→ Exercise inputs
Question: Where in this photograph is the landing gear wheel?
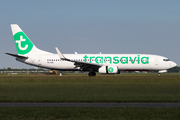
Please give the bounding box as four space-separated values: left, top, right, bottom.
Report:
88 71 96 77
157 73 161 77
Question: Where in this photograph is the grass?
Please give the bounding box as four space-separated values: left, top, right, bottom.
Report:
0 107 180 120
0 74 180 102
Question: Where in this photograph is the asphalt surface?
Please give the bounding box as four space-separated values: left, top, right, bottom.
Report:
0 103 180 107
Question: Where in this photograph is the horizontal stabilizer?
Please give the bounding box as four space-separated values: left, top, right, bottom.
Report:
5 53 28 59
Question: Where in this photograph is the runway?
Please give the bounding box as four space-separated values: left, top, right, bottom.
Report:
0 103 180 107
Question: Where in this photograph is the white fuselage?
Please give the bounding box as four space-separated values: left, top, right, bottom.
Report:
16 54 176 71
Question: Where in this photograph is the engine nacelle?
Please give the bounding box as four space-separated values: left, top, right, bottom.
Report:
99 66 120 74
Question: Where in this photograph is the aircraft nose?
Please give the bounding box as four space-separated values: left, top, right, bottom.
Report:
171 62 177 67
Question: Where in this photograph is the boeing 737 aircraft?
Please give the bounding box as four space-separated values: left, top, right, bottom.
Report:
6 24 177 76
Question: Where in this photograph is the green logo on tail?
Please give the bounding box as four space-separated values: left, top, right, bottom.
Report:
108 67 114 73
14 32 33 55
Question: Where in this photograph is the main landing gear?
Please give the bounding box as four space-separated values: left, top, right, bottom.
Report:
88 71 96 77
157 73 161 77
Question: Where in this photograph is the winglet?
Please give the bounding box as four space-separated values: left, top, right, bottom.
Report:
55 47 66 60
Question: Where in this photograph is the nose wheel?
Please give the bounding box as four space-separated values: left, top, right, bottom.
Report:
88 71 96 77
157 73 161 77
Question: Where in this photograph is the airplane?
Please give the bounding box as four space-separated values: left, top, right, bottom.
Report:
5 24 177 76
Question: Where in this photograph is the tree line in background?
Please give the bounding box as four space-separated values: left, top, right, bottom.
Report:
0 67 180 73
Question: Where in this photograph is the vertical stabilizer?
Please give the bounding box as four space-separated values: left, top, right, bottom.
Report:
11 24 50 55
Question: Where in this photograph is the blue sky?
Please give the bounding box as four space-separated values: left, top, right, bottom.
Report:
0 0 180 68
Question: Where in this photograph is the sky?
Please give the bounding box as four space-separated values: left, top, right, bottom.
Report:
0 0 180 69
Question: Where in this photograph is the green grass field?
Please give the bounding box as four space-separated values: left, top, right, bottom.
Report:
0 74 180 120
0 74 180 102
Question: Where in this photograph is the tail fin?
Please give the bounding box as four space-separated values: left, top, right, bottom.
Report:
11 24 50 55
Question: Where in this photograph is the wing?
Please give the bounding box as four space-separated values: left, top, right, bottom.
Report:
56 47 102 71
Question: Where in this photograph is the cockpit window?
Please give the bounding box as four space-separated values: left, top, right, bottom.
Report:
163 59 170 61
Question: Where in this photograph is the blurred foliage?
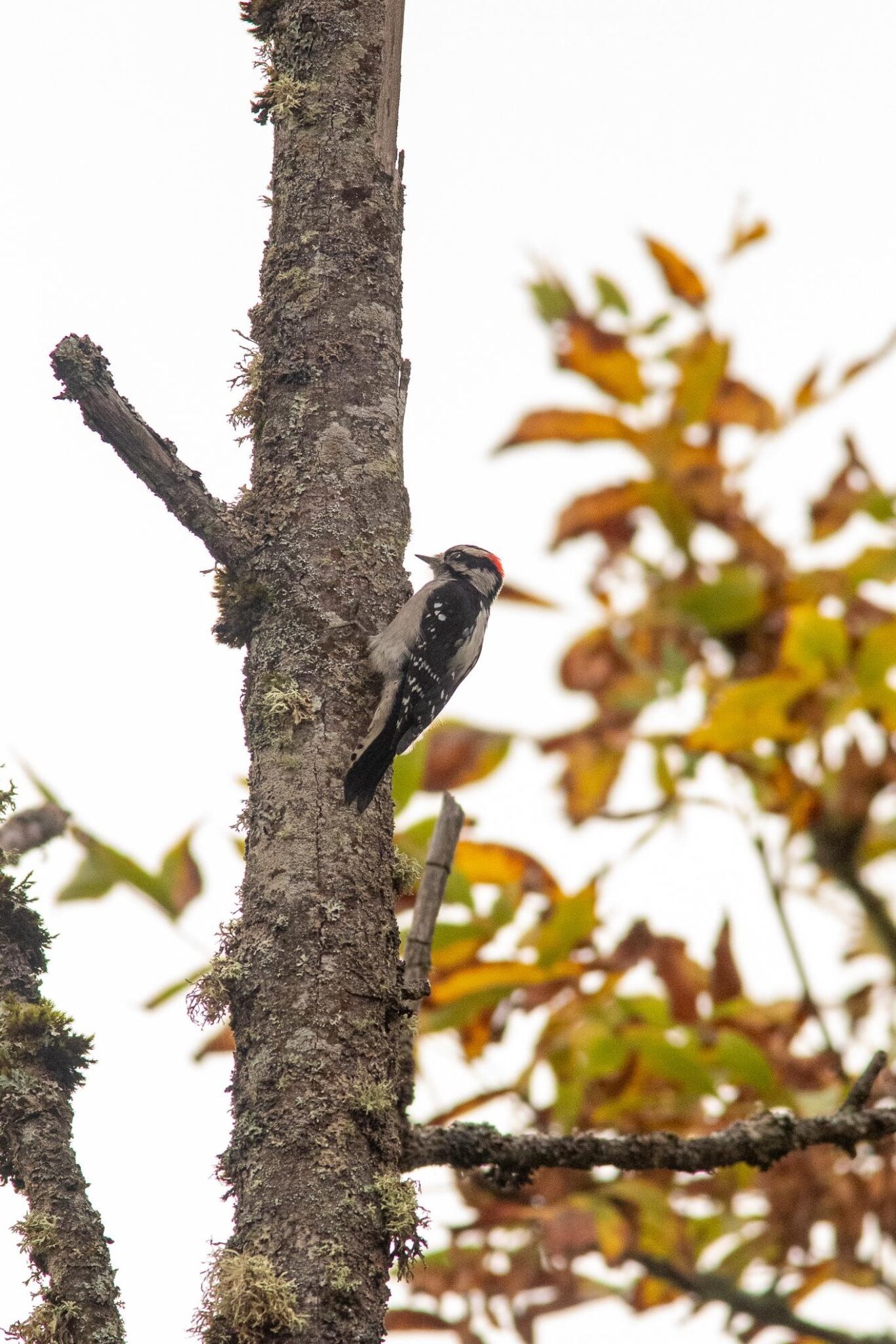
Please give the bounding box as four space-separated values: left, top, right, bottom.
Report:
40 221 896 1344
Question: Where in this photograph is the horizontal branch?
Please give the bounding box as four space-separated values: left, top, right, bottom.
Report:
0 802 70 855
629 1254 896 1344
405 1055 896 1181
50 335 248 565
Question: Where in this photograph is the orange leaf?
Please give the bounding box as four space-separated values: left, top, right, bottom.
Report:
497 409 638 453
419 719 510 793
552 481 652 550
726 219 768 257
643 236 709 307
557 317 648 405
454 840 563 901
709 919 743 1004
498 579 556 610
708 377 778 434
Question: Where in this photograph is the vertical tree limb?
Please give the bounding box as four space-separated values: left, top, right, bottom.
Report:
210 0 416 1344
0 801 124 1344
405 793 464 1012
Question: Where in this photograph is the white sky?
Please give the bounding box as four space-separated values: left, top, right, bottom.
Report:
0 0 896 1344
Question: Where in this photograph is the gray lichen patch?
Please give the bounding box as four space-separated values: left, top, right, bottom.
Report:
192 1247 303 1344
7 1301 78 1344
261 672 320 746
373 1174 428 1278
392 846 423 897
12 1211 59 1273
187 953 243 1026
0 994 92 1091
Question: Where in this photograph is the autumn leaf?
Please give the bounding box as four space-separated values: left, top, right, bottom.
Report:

→ Exercise goal
Can you reproduce all of the records above word for word, leaving the pictures out?

→ Solution to the problem
Question: Where in this photograph is the landing gear wheel?
Please give the bounding box as four space-separated values: left, top, right, bottom.
Report:
88 71 96 77
157 73 161 77
Question: Where in this photograph is the grass?
Please give the bounding box as four space-separated values: left, top, right, bottom.
Report:
0 107 180 120
0 74 180 102
Question: Where in this photograph is the asphalt surface?
Please give the bounding box as four space-separated values: left, top, right, bottom.
Report:
0 103 180 107
Question: Where in this photograph is the horizontal stabilizer?
Please give the bounding box as four space-separated values: left, top, right, bottom.
Report:
5 53 28 59
Question: Where in this photograph is the runway?
Please give the bounding box as four space-separated values: left, top, right, bottom.
Report:
0 103 180 107
Question: Where in this photograph is the white fuselage?
Please give the bounding box as four space-separated values: left, top, right, bottom.
Report:
16 54 176 71
Question: Where in this photograph is the engine nacelle?
Please give the bounding box as four space-separated values: left, top, right, bottom.
Report:
99 66 120 74
Question: Where in this photograph is the aircraft nose?
Please give the bounding box as four space-separated values: left, top, right, bottom.
Report:
171 62 177 67
Question: Where in this photograph is the boeing 737 aircraft?
Please give the bounding box as four space-separated values: left, top, right, bottom.
Report:
6 24 177 76
Question: Where in this photograph is the green logo on tail?
Please give the bounding box as four space-separated values: left, top, right, bottom.
Report:
108 67 114 73
14 32 33 55
Question: Where in this photograph is the main landing gear?
Please give the bounding box as four space-separated values: left, top, right, bottom.
Report:
88 71 96 77
157 73 161 77
Question: Where in this photograph is the winglet?
Please give the bounding box as four space-separated values: left, top, right, bottom.
Report:
55 47 66 60
Question: Where in this photograph is the nose wheel?
Please give the bounding box as four space-separated values: left, top, right, bottom.
Report:
88 71 96 77
157 73 161 77
Question: Where in this photograph is the airplane?
Please give the bounding box as four space-separated values: left, top, right, bottom.
Report:
5 24 177 76
Question: Where in this photograph is the tree line in background?
Please give the bounding box as four space-separated values: left, top, right, bottom.
Report:
0 67 180 73
Question: Where in this photograph is the vertical stabilizer?
Please give the bounding box as four space-separated values: left, top, right, bottom.
Report:
11 24 50 55
Question: Where in this photograph is the blue sky?
Please give the bounding box as four space-separated values: left, top, right, bottom.
Report:
0 0 180 68
Question: Where in this photograph is the sky?
Please give the bounding box as four space-separated values: left, top, right, bottom.
Report:
0 0 180 69
Question: Where in this photograph is the green grass field?
Please give the bounding box as four space-separated values: left, top, right, bottom.
Report:
0 74 180 120
0 74 180 102
Question: Where in this photograph is the tail fin?
Please give the bounding box as four space-separated values: left, top, right, bottom.
Report:
11 24 50 55
Question: Where in this photograph is the wing?
Please give the bounding box as four space-separated values: left, top, right, bottom.
Report:
56 47 102 71
Question: Where in this photograph is the cockpit window?
Please give the bounding box as four space-separated values: left, top, right, bottom.
Report:
163 59 170 61
Question: Where in this photograph is the blurred foliage?
Please give the bounding box as four space-separated values: left, top, right, bottom.
Report:
40 221 896 1344
Question: Where in this photograph is the horizontal branch?
Please give the bounding box as four space-separated values: left, top, right, bottom.
Report:
0 802 70 855
629 1254 896 1344
405 1055 896 1181
50 335 248 565
Question: Where in this photograph is the orange leaf?
Please give the bounding box as four space-separated values: left, top, right, bottom.
Report:
497 409 638 453
419 719 510 793
552 481 652 550
726 219 768 257
643 236 709 307
557 317 648 405
454 840 563 901
709 919 743 1004
498 579 556 610
708 377 778 434
Question: Where in this photograph is the vertical tree limb?
Please give the bounding box as four space-separated values: left, top, right, bottom.
Report:
210 0 416 1344
0 801 124 1344
405 793 464 1012
Question: Where in this photograph is the white sky?
Please give the bounding box as four space-separated values: left, top, right, bottom.
Report:
0 0 896 1344
Question: Where in this photograph is the gray lichen patch?
Please give the bounding box as four space-separated values: left, top, right, bottom.
Report:
192 1247 303 1344
7 1301 78 1344
261 672 320 746
373 1174 428 1278
392 846 423 897
12 1211 59 1273
187 953 243 1026
0 994 92 1091
Question: Where in this photograph is the autumn leaf?
Please give the bounding box as four space-separated values: left, top, right, bottom.
Report:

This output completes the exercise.